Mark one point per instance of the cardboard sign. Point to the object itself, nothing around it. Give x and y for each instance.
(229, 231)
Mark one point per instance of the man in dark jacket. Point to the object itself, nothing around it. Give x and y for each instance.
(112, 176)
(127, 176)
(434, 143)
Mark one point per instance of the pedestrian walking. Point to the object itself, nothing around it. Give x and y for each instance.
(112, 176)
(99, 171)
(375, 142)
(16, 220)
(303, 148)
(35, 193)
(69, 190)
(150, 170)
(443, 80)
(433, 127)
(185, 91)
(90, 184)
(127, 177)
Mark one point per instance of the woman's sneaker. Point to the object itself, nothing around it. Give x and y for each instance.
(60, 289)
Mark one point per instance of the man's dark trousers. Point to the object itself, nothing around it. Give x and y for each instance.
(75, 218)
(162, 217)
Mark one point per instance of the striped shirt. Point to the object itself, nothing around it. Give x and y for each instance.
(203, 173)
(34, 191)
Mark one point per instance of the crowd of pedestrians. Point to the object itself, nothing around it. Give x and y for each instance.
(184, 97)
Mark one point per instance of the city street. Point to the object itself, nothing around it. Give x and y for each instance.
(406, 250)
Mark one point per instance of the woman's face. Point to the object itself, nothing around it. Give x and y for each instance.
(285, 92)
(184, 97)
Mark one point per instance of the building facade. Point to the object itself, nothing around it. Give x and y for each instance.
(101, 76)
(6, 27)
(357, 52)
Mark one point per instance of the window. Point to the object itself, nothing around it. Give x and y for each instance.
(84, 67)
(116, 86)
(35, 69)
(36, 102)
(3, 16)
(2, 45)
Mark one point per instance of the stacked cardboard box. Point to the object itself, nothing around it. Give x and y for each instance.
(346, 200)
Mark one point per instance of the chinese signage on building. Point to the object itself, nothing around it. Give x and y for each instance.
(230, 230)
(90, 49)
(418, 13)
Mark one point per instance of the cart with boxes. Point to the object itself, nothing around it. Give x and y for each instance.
*****
TASK STATEMENT => Copy all the records above word for word, in their original order.

ANSWER TO THE EXERCISE =>
Mark one point per instance of the cardboard sign. Point to the object itself, nothing around it. Give x and y for each instance.
(229, 231)
Mark one point per instance of the man in dark jacket. Point to the object itself, nothing around it. Give x and y for each instance.
(112, 176)
(127, 176)
(434, 143)
Mark one point per instance of the pedestrian walking. Point to the object itself, nothing around it. Give x and y for each instance.
(112, 176)
(99, 171)
(375, 142)
(16, 220)
(303, 148)
(35, 193)
(69, 190)
(150, 170)
(443, 80)
(433, 127)
(185, 91)
(90, 184)
(127, 177)
Mark one point per instance of the woman's sneaker. Point to the object itself, nothing around it. Give x and y for each instance.
(60, 289)
Mark one point per instance of the man's dark trousers. Point to the object itself, nothing around it. Give x and y for each instance.
(75, 218)
(162, 217)
Mark one point per instance of the striped shirt. Point to the object itself, nothing around it. Give x and y for each instance.
(203, 173)
(34, 191)
Mark one point per instance of the crowd of pedestrians. Point to the object itself, nothing around it. Give x and y for each instance.
(184, 97)
Mark one point per instance of the city street. Point to the object itself, nothing around it. Give x and y for each instance.
(406, 250)
Mark one point per instance of the woman's face. Point to the object itself, nothing around it. Give x and y for each instance.
(285, 92)
(184, 97)
Mark one point per instance of the building facade. Point to the object itself, nothing around it. Give x and y for each instance.
(101, 76)
(6, 27)
(357, 52)
Mark one point per instance of the window. Point to the object itself, nothing around it. Give x and y for each instance.
(84, 67)
(116, 86)
(35, 69)
(36, 102)
(3, 16)
(2, 45)
Mark one point per instance of the stacked cardboard box. Point to the object itself, nothing around it. Give x and y for each instance.
(346, 200)
Mark one point per instance of the chinese signage on building. Point to the object itself, nothing around it. Give x and y for each instance.
(230, 230)
(90, 49)
(418, 13)
Mark one point per instance of the cart with boxes. Point to the object itself, nothing around it. Give x and y for each instance.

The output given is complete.